[Coordinate annotation listing]
★ ★ ★ ★

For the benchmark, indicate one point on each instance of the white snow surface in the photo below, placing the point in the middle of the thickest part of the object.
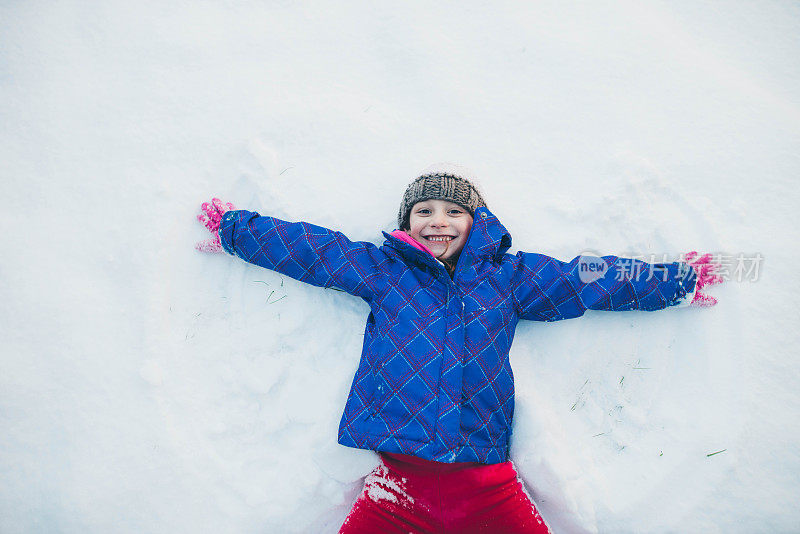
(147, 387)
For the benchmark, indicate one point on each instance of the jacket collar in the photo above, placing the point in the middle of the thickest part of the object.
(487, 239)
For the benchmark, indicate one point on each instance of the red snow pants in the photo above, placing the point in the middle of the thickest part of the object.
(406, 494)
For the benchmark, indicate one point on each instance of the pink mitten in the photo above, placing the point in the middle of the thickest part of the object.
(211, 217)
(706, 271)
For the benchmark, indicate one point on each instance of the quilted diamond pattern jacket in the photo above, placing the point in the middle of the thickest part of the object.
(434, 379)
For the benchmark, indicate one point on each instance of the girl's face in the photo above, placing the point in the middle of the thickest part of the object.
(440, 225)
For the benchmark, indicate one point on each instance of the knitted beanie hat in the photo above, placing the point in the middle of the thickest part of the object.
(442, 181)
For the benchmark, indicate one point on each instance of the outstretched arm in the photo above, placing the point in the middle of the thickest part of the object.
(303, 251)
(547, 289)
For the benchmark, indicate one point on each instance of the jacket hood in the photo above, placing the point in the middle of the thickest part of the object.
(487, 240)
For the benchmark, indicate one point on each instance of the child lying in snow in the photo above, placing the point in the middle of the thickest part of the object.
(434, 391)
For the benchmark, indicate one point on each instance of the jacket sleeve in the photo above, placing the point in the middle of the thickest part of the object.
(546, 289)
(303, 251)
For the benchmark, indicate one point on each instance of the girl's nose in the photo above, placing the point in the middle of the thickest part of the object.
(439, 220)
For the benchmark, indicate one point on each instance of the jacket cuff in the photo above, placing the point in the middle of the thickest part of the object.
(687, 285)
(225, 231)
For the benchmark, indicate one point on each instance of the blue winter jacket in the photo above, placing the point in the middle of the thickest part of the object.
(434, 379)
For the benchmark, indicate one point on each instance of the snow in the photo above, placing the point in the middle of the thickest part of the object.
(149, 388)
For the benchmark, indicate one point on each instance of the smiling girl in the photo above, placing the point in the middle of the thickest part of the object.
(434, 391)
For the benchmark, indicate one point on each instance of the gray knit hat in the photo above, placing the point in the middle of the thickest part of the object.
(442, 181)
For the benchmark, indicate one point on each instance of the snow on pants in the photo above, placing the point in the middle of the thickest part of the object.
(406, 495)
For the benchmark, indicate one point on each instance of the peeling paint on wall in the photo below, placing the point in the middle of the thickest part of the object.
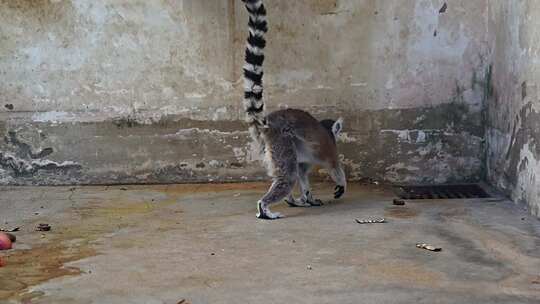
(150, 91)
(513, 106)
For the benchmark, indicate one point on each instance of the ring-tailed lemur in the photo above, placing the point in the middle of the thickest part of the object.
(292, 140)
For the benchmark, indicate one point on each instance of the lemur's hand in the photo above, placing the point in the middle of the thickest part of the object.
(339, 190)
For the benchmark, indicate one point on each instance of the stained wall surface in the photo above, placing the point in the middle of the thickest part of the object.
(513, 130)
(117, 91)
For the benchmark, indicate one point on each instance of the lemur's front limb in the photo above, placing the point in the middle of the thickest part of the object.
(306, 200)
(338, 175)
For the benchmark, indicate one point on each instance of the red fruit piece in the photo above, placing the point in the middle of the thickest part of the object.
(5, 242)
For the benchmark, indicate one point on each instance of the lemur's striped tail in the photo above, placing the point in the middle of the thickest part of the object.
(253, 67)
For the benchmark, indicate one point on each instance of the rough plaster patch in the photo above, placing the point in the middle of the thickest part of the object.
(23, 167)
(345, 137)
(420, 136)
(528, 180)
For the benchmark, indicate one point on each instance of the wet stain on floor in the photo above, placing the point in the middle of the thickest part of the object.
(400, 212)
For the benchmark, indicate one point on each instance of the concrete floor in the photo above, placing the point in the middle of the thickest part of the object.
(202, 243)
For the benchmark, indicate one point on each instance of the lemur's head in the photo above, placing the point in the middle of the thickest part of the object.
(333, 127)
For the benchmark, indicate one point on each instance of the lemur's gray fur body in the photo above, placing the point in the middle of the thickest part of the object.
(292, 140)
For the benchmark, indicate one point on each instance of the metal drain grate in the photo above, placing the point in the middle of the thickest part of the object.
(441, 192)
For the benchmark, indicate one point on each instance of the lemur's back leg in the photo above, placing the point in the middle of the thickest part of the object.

★ ★ ★ ★

TO DO:
Quote the lines of the listing from the one containing "the lemur's gray" through the end of the listing, inclusive, reproducing each line verbatim.

RESPONSE:
For the benchmark, indicate one point on each instance of the lemur's gray fur body in the photo above, placing the point in the middle of the thickest part of the object.
(292, 140)
For the benchmark, indicate one point on each instance of the metal drain grate in the photo above, placing the point in the middle of the thickest part of the object.
(441, 192)
For the benchmark, indicate one point on each instance of the lemur's back leg in the photo above, placing the point in the middle of the thickest part of the object.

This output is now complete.